With increasing scrutiny from international bodies like the Financial Action Task Force (FATF) and the Middle East and North Africa Financial Action Task Force (MENAFATF), compliance professionals in Oman face a dual challenge: ensuring their institutions meet evolving regulatory requirements and maintaining operational efficiency.

Legal and Regulatory Foundations

The cornerstone of AML/CFT regulation in Oman is Royal Decree No. 30/2016, which promulgates the Law on Combating Money Laundering and Terrorism Financing. This law repealed the earlier Law No. 79/2010 and expanded the scope of obligations for financial institutions, designated non-financial businesses and professions (DNFBPs), and regulatory bodies.

Key Provisions Include:

  • Definition and criminalization of money laundering and terrorist financing.
  • Provisions for confiscation of illicit assets and international cooperation.

1. The Central Bank of Oman (CBO) AML Regulations

The Central Bank of Oman, under its regulatory authority, has issued binding guidelines and circulars that interpret and operationalize the provisions of RD 30/2016 for licensed financial institutions. The CBO’s AML/CFT framework includes:

  • AML/CFT Compliance Charter requirements.

_Data provided_:
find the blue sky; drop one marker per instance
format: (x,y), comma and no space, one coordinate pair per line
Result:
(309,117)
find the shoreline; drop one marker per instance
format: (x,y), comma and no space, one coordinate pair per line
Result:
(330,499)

_Short task 1_:
Print the passage on anti-money-laundering rules in Oman from "The cornerstone of" up to and including "and regulatory bodies.".
_Short task 2_:
Using the passage on anti-money-laundering rules in Oman, decide whether each statement agrees with it. Answer yes or no and quote the words that decide it. (a) Royal Decree No. 30/2016 replaced Law No. 79/2010. (b) The Central Bank of Oman has issued only non-binding advice. (c) The key provisions cover the confiscation of illicit assets.

_Written solution 1_:
The cornerstone of AML/CFT regulation in Oman is Royal Decree No. 30/2016, which promulgates the Law on Combating Money Laundering and Terrorism Financing. This law repealed the earlier Law No. 79/2010 and expanded the scope of obligations for financial institutions, designated non-financial businesses and professions (DNFBPs), and regulatory bodies.

_Written solution 2_:
(a) Yes: "This law repealed the earlier Law No. 79/2010"
(b) No: "has issued binding guidelines and circulars"
(c) Yes: "Provisions for confiscation of illicit assets and international cooperation."